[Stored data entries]
----------------

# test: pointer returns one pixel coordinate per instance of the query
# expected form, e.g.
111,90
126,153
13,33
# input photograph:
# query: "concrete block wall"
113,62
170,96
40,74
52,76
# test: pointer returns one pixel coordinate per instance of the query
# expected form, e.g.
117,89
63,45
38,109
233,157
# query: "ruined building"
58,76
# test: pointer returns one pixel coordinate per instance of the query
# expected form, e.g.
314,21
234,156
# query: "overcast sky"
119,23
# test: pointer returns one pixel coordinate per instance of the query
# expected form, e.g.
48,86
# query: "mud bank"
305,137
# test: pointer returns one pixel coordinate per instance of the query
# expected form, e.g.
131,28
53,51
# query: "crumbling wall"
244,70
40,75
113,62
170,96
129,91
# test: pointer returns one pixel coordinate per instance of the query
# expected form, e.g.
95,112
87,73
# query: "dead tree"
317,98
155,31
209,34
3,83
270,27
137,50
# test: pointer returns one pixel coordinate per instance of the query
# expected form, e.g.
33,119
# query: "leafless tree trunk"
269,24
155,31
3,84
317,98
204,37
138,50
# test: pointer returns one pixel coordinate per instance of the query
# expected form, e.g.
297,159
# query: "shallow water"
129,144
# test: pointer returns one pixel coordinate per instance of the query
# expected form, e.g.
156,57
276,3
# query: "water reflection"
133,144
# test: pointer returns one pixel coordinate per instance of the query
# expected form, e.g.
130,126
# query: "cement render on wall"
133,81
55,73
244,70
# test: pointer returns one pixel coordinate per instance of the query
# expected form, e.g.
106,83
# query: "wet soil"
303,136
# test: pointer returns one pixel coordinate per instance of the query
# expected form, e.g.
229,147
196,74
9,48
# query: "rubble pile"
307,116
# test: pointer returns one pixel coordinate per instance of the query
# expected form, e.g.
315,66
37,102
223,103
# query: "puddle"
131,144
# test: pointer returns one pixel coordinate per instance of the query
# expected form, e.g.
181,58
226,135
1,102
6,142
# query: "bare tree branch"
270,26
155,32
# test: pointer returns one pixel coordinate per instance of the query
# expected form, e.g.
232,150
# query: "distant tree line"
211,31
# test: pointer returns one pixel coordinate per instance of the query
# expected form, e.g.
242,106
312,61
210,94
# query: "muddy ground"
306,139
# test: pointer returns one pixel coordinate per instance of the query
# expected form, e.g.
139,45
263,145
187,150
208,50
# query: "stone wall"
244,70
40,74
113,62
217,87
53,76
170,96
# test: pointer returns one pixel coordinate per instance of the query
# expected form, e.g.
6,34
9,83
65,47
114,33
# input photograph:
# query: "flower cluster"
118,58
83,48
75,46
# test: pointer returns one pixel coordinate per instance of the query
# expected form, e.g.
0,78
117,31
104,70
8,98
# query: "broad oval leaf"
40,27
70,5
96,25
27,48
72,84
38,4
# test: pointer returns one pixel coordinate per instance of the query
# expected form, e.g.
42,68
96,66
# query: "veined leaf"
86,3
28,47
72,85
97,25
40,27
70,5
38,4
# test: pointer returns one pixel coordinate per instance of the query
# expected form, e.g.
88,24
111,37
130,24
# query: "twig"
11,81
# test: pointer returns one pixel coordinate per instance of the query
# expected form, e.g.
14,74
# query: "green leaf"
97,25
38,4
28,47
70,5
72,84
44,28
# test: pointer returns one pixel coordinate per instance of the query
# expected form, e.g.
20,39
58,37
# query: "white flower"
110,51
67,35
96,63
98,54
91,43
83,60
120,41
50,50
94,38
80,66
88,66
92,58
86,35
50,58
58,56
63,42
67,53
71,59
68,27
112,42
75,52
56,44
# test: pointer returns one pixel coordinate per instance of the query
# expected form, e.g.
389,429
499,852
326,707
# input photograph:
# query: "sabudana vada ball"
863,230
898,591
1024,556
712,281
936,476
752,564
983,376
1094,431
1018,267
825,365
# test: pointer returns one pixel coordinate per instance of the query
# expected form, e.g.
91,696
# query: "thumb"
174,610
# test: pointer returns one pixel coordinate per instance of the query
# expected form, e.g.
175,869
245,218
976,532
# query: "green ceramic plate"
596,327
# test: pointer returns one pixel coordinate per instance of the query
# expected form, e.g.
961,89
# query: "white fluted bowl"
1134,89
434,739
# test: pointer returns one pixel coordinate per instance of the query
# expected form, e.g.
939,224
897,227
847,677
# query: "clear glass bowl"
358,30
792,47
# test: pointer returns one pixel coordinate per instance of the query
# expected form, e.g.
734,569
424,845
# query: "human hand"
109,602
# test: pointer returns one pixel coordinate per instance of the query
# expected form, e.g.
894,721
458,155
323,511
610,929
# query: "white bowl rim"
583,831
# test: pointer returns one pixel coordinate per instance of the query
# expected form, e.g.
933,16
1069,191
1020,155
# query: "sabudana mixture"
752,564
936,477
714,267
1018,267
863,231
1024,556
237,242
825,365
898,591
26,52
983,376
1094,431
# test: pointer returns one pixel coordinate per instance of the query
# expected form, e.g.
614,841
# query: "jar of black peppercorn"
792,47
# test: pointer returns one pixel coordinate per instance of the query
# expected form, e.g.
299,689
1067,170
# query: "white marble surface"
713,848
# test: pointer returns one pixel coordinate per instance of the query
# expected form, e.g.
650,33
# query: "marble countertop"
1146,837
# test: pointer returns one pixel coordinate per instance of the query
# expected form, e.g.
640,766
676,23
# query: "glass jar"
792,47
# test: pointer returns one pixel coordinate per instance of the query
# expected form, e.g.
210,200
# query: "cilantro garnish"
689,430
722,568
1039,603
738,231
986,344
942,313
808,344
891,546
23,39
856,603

----------------

## Exercise brief
Output the entire data exactly, line for line.

## Answer box
# test: pointer returns one pixel coordinate per instance of the query
# expected form, e.g.
111,90
126,153
13,33
# input photograph:
# query: "concrete block wall"
113,62
170,96
40,74
52,76
# test: pointer returns one pixel coordinate per instance of the query
# expected form, e.g.
117,89
63,45
38,109
233,157
# query: "ruined building"
58,76
# test: pointer returns one pixel coordinate per instance of the query
# expected form, e.g.
314,21
234,156
# query: "overcast sky"
119,23
# test: pointer returns one pixel coordinate per instance of the query
# expected form, e.g.
48,86
# query: "mud bank"
305,137
# test: pointer returns one pixel coordinate per instance of the query
# expected form, e.g.
131,28
53,51
# query: "crumbling wall"
244,70
40,75
113,62
170,96
129,91
# test: pointer returns one pixel coordinate per instance of the query
# expected form, e.g.
95,112
87,73
# query: "dead tree"
317,98
155,31
209,34
3,83
270,27
137,50
# test: pointer returns one pixel coordinate per instance of the query
# expected form, e.g.
33,119
# query: "leafless tree trunk"
269,24
155,31
3,84
317,98
204,37
138,50
# test: pointer returns one pixel coordinate per instance of the query
# expected form, e.g.
297,159
# query: "shallow water"
129,144
# test: pointer returns one pixel coordinate per instance of the query
# expected form, e.g.
156,57
276,3
# query: "water reflection"
133,144
# test: pointer returns one pixel coordinate per instance of the query
# expected form, e.g.
130,126
# query: "cement render on wall"
133,81
55,73
244,70
# test: pointer returns one pixel coordinate per instance of the query
# expected form, e.g.
106,83
# query: "wet soil"
303,136
# test: pointer returns one pixel coordinate per instance of the query
# expected form, e.g.
229,147
196,74
9,48
# query: "rubble pile"
307,116
# test: pointer returns one pixel coordinate per instance of the query
# expected form, e.g.
315,66
37,102
223,103
# query: "puddle"
131,144
# test: pointer returns one pixel coordinate per instance of the query
# expected form, e.g.
181,58
226,135
1,102
6,142
# query: "bare tree branch"
270,26
155,32
# test: pointer returns one pixel coordinate per instance of the query
# expected form, e.g.
232,150
# query: "distant tree line"
211,31
# test: pointer returns one pixel coordinate per instance of the query
# expected form, e.g.
242,106
312,61
210,94
# query: "muddy ground"
306,139
# test: pointer returns one pixel coordinate per instance of the query
# expected form, e.g.
139,45
263,145
187,150
208,50
# query: "stone wall"
244,70
40,74
113,62
217,87
53,76
170,96
# test: pointer returns one pixel coordinate per instance of the query
# expected form, e.g.
6,34
9,83
65,47
114,33
# input photograph:
# query: "flower cluster"
118,58
83,48
75,46
# test: pointer returns one pixel coordinate per instance of the query
# expected form, e.g.
0,78
117,31
104,70
8,98
# query: "broad oval leaf"
40,27
70,5
96,25
27,48
72,84
38,4
# test: pointer returns one pixel coordinate per instance of the query
# expected form, e.g.
42,68
96,66
# query: "veined leaf"
86,3
28,47
72,85
97,25
40,27
70,5
38,4
# test: pointer returns one pixel coordinate per instance of the query
# expected form, e.g.
88,24
111,37
130,24
# query: "twig"
11,81
# test: pointer returns one pixel coordinate per instance of the query
# expected form, e.g.
14,74
# query: "green leaf"
97,25
38,4
28,47
70,5
72,84
44,28
# test: pointer returns one pixel coordinate per instance of the query
# expected form, e.g.
20,39
58,37
# query: "white flower"
110,51
67,35
96,63
98,54
91,43
83,60
120,41
50,50
94,38
80,66
88,66
92,58
86,35
50,58
58,56
63,42
67,53
71,59
68,27
112,42
75,52
56,44
# test: pointer returns one pixel coordinate per instance of the query
# expected form, e.g.
389,429
499,852
326,707
# input photograph:
# query: "sabudana vada ball"
863,230
898,591
1024,556
712,281
936,476
752,564
983,376
1094,431
1018,267
825,365
# test: pointer returns one pixel coordinate per instance of the query
# expected form, e.g.
91,696
# query: "thumb"
174,610
# test: pointer returns one pixel coordinate per instance of the query
# expected form, e.g.
175,869
245,218
976,532
# query: "green ceramic plate"
596,327
# test: pointer returns one pixel coordinate per instance of the query
# expected form, e.g.
961,89
# query: "white fluted bowl"
1134,89
434,739
# test: pointer returns one pixel coordinate per instance of the query
# expected form, e.g.
939,224
897,227
847,677
# query: "clear glass bowl"
358,30
792,47
# test: pointer returns one pixel coordinate per instance of the query
# expected form, e.g.
734,569
424,845
# query: "human hand"
109,602
# test: pointer returns one pixel coordinate per instance of the query
# expected form, e.g.
894,721
458,155
323,511
610,929
# query: "white bowl rim"
583,831
# test: pointer returns one pixel coordinate per instance of the query
# expected form, e.g.
933,16
1069,191
1020,155
# query: "sabudana mixture"
752,564
936,477
714,267
1018,267
863,231
1024,556
237,242
825,365
898,591
26,52
983,376
1094,431
# test: pointer returns one pixel coordinate per instance of the query
# expected form, e.g.
614,841
# query: "jar of black peppercorn"
792,47
# test: pointer returns one pixel coordinate per instance of the query
# expected form, e.g.
299,689
1067,170
# query: "white marble surface"
713,848
# test: pointer returns one pixel coordinate per instance of the query
# expected form, e.g.
650,33
# query: "marble countertop"
1146,837
# test: pointer returns one pixel coordinate per instance of the query
# expected form, e.g.
640,766
676,23
# query: "glass jar"
792,47
# test: pointer returns one pixel coordinate per instance of the query
# expected form, e.g.
210,200
# query: "cilantro garnish"
689,430
722,568
1039,603
738,231
986,344
942,313
808,344
891,546
23,39
856,603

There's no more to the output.